→ **To be done**:
- A) Please restate the passage on the Rijndael inverse polynomial, beginning at "They mention that" and stopping after "vector function above.", and swap in "MixColumns" wherever "mix columns" appears.
- B) In the passage on the Rijndael inverse polynomial, what field is each coefficient said to be in?

→ **Selected passage**:
::::::::::

Ex: $e * 5d = (x^3 + x^2 + x) * (x^6 + x^4 + x^3 + x^2 + 1) = x^3 + x + 1 = 0b$

Wikipedia explains that those square matrices are based on below polynomials

a(x) = $3x^3 + x^2 + x + 2$ modulo $x^4 + 1$

$ \mathrm{a}^{-1}(x) = 11x^3 + 13x^2 + 9x + 14 $

But how is the $ \mathrm{a}^{-1}(x)$ derived?

What I tried

Rijndael pdf doesn't derive that inverse but mentions that even though $x^4 + 1$ is not irreducible polynomial but since $3x^3 + x^2 + x + 2$ is coprime with it, inverse exists and gives that result.

They mention that mix columns operation is linear transformation in modulo $x^4 +1$ and then each coefficient is in GF(2^8) field. So I'm assuming that you don't need to rely on GF(2^8) i.e. $x^8 + x^4 + x^3 + x + 1$ to calculate that inverse vector function above.

::::::::::

→ **Material provided**:
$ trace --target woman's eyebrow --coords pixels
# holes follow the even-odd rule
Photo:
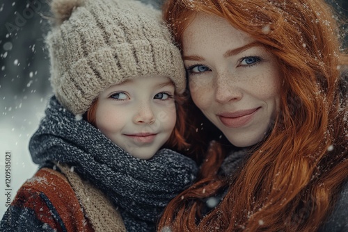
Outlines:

::::::::::

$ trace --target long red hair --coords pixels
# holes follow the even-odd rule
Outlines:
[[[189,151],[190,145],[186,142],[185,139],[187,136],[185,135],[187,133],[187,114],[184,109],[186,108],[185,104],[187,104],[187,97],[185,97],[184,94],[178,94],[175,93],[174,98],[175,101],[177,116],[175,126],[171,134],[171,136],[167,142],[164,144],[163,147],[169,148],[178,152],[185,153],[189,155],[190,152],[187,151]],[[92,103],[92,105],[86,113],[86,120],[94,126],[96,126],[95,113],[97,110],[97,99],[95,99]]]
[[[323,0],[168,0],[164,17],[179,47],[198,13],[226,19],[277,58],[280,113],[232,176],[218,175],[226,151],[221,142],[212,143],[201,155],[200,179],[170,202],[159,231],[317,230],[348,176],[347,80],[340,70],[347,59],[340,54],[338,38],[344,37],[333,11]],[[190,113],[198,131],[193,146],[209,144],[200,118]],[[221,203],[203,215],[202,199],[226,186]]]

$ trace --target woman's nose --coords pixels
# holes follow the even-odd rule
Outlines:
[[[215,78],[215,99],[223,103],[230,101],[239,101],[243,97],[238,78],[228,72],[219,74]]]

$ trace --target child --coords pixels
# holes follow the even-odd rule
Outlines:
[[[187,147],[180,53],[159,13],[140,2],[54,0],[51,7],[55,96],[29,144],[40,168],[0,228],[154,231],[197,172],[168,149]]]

::::::::::

→ **Results of the tasks**:
- A)
They mention that MixColumns operation is linear transformation in modulo $x^4 +1$ and then each coefficient is in GF(2^8) field. So I'm assuming that you don't need to rely on GF(2^8) i.e. $x^8 + x^4 + x^3 + x + 1$ to calculate that inverse vector function above.

- B) GF(2^8)